SUPPLIED RECORDS: Begin

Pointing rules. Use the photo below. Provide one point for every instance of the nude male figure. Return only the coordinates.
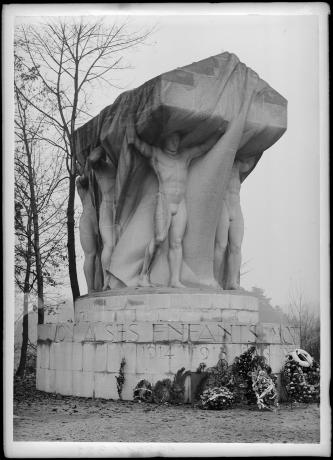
(88, 227)
(230, 230)
(105, 174)
(171, 167)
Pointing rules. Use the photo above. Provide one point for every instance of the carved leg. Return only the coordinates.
(89, 270)
(176, 234)
(221, 242)
(151, 249)
(236, 233)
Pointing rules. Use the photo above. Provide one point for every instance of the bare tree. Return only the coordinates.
(305, 316)
(67, 57)
(39, 201)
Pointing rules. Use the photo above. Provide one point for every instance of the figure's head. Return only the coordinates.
(171, 143)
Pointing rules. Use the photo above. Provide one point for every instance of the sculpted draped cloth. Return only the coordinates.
(194, 101)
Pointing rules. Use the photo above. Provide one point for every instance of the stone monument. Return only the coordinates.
(163, 167)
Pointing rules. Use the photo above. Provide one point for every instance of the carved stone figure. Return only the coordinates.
(89, 236)
(166, 209)
(230, 230)
(105, 174)
(171, 168)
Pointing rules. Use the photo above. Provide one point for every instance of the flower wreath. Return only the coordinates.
(216, 398)
(302, 383)
(143, 391)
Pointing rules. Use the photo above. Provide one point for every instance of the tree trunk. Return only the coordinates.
(71, 239)
(33, 203)
(25, 320)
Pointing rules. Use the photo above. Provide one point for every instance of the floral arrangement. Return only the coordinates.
(302, 383)
(166, 391)
(264, 388)
(143, 391)
(254, 380)
(161, 391)
(217, 398)
(121, 378)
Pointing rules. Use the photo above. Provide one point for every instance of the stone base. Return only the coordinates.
(157, 332)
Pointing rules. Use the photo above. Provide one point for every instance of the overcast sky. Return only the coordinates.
(280, 199)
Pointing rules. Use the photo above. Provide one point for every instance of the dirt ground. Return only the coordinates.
(40, 416)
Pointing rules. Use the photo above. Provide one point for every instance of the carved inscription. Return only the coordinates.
(204, 332)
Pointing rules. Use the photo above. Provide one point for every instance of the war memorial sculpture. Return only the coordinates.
(161, 230)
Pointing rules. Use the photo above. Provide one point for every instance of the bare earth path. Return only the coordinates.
(43, 417)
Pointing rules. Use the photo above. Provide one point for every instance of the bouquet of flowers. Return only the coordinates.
(143, 391)
(264, 388)
(162, 391)
(217, 398)
(302, 383)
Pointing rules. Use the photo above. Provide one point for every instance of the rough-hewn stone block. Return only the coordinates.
(83, 384)
(64, 382)
(105, 385)
(88, 356)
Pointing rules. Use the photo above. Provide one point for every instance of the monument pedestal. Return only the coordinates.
(157, 332)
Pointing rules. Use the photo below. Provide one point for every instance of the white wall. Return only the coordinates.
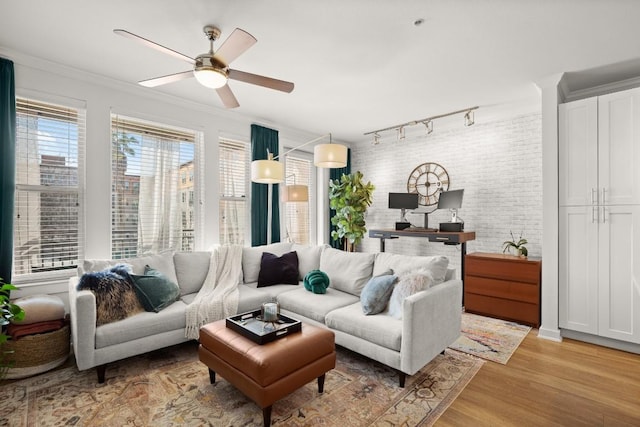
(498, 163)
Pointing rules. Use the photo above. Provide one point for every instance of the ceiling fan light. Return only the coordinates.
(330, 156)
(211, 77)
(267, 171)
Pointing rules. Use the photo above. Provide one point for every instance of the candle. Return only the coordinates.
(269, 312)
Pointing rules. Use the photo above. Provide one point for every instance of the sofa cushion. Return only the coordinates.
(314, 306)
(142, 325)
(272, 291)
(379, 329)
(376, 293)
(403, 263)
(116, 298)
(348, 271)
(252, 256)
(191, 270)
(155, 291)
(278, 270)
(308, 258)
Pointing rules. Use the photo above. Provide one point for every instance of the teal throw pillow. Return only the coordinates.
(376, 293)
(316, 281)
(155, 290)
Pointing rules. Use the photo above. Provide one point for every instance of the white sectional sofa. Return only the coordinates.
(430, 321)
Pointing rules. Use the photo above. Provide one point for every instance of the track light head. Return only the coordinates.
(468, 118)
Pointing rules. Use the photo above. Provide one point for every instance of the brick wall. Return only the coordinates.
(499, 165)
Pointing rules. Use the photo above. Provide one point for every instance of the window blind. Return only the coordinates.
(155, 186)
(298, 171)
(48, 221)
(234, 161)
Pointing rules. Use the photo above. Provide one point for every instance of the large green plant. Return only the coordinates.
(9, 311)
(350, 197)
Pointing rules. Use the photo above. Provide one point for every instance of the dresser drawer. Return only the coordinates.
(516, 291)
(516, 270)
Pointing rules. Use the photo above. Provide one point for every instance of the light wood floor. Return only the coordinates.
(546, 383)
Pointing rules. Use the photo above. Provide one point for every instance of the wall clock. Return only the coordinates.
(428, 179)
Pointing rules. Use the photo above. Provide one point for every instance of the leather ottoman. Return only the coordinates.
(268, 372)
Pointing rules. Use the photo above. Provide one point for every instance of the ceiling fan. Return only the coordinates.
(211, 69)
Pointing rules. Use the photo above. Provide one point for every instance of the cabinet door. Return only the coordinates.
(619, 148)
(578, 268)
(578, 152)
(619, 273)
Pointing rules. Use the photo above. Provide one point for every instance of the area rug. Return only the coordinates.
(491, 339)
(171, 388)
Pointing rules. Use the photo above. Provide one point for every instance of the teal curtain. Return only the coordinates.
(7, 165)
(263, 139)
(333, 175)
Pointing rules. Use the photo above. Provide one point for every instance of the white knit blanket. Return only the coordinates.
(219, 295)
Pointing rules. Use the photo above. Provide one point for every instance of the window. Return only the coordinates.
(48, 220)
(234, 160)
(296, 214)
(156, 159)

SUPPLIED RECORDS: End

TASK GOAL. All of the entries, apart from the pictures, must be returned exactly.

ANSWER TO THE EXERCISE.
Pointing rules. Use the photo below. Provide one point for every instance of the nude male figure. Return only the coordinates.
(88, 227)
(230, 230)
(105, 174)
(171, 167)
Pointing rules. Use the photo above. Provide one point for every instance of the carved leg. Return only the coordinates.
(89, 270)
(176, 234)
(221, 242)
(151, 249)
(236, 233)
Pointing rules. Use the photo above. Provide one point for every instance of the bare tree. Return only the coordinates.
(305, 316)
(67, 57)
(39, 201)
Pointing rules. Use the photo above. Provide one point for every instance of the figure's head. Return only the coordinates.
(171, 143)
Pointing rules. Use the photo above. Provide one point for every instance of the sculpted draped cloth. Return only the coordinates.
(194, 101)
Pointing rules. Use the photo above. Provide one point for every instance of the stone monument. Return only the coordinates.
(163, 167)
Pointing rules. Use the photo above. Provide one point for every instance of the carved stone figure. Return only the coordinates.
(89, 236)
(166, 209)
(230, 230)
(105, 174)
(171, 168)
Pointing rules. Use the photo above. Provide one point for every instance of the flower wreath. Return only the coordinates.
(216, 398)
(302, 383)
(143, 391)
Pointing rules. Use the photo above. Provide one point for every instance of the tree trunk. Return only the coordinates.
(71, 239)
(33, 203)
(25, 320)
Pointing rules. Use the photo above. Provide one point for every instance of the floral arrangement. Return only the coordinates.
(302, 383)
(166, 391)
(264, 388)
(143, 391)
(254, 380)
(161, 391)
(217, 398)
(121, 378)
Pointing rules. Use the photo above. Provide one point for every instance of the stone base. Return only the coordinates.
(157, 332)
Pointing rules. Use the photo above. Provide one point for every instance of the overcast sky. Return only the coordinates.
(280, 199)
Pointing rules. Use the photo above. Provide one point for every instance of the dirt ground. Return only the coordinates.
(40, 416)
Pointing rules. Use the photo above. Provide one point for every instance of the carved inscription. Return only the coordinates.
(204, 332)
Pointing rules. Use the photo above. Provide one point for every instance of the war memorial sculpture. Return only the coordinates.
(161, 230)
Pointing rules. Use the photo above. Provide one point for every instance of the bare earth path. Return only the coordinates.
(43, 417)
Pointing rules. Use the photo above. Provide one point for every instance of the bouquet of flowers. Return only the coordinates.
(143, 391)
(264, 388)
(162, 391)
(217, 398)
(302, 383)
Pointing rules. Use the photo above. Provide one point for every instance of the rough-hewn stone block. Return only the coordinates.
(83, 384)
(64, 382)
(105, 385)
(88, 356)
Pointing rules. Use the photo above. Provide one point for every instance of the monument pedestal. Return only the coordinates.
(157, 332)
Pointing rules. Use the photo below. Provide one point for every instance of the white wall. Return only the coordinates.
(498, 163)
Pointing rules. Use the photo above. Provide one point for every instance of the ceiling fan light. Return only the coordinates.
(330, 156)
(211, 77)
(267, 171)
Pointing rules. Use the photo above. Provide one point for every instance of the candle. Return only the coordinates.
(269, 312)
Pointing rules. Use the photo above. Provide one point for every instance of the sofa cushion. Return only the coordinates.
(314, 306)
(142, 325)
(272, 291)
(379, 329)
(376, 293)
(403, 263)
(116, 298)
(348, 271)
(252, 256)
(191, 270)
(155, 291)
(278, 270)
(308, 258)
Pointing rules. Use the photo above. Provide one point for every instance of the teal throw pillow. Return only the coordinates.
(376, 293)
(316, 281)
(155, 290)
Pointing rules. Use the photo above. Provide one point for every instance of the white sectional sofa. Return only the coordinates.
(430, 321)
Pointing rules. Use the photo above. Provide one point for every instance of the track light head. Return only the coordinates.
(468, 118)
Pointing rules. Use the photo above. Provide one point for every instance of the brick wall. Return only the coordinates.
(499, 165)
Pointing rules. Use the photo above. Provide one point for every instance of the window blind. Return only the coordinates.
(155, 186)
(298, 171)
(48, 221)
(234, 161)
Pointing rules. Use the photo above. Provide one point for every instance of the large green plant. Return only the coordinates.
(9, 311)
(350, 197)
Pointing rules. Use the photo above. Provide one point for every instance of the dresser drawer. Return only the coordinates.
(516, 291)
(516, 270)
Pointing rules. Use the photo above. Provide one point for every instance of the light wood floor. Return only the coordinates.
(546, 383)
Pointing rules. Use the photo above. Provide one point for every instance of the wall clock. Return only the coordinates.
(428, 179)
Pointing rules. Use the photo above. Provide one point for every instance of the leather ottoman. Return only the coordinates.
(268, 372)
Pointing rules. Use the photo above. Provide one point for every instance of the ceiling fan. Return only the coordinates.
(211, 69)
Pointing rules. Use the photo above. Provide one point for every instance of the cabinet door. Return only the coordinates.
(619, 148)
(578, 268)
(578, 152)
(619, 273)
Pointing rules. Use the photo above. Provide one point for every instance of the area rug. Return only the coordinates.
(491, 339)
(171, 388)
Pointing rules. Use the photo above. Provide one point for every instance of the teal curtain. Return only the coordinates.
(7, 165)
(263, 139)
(333, 175)
Pointing rules. Use the photo above. Provide one point for every instance of the white knit blanket. Return only the coordinates.
(219, 295)
Pointing rules. Use the photo above. Provide one point for every instance of the window. Return only the coordinates.
(48, 220)
(234, 160)
(296, 214)
(156, 159)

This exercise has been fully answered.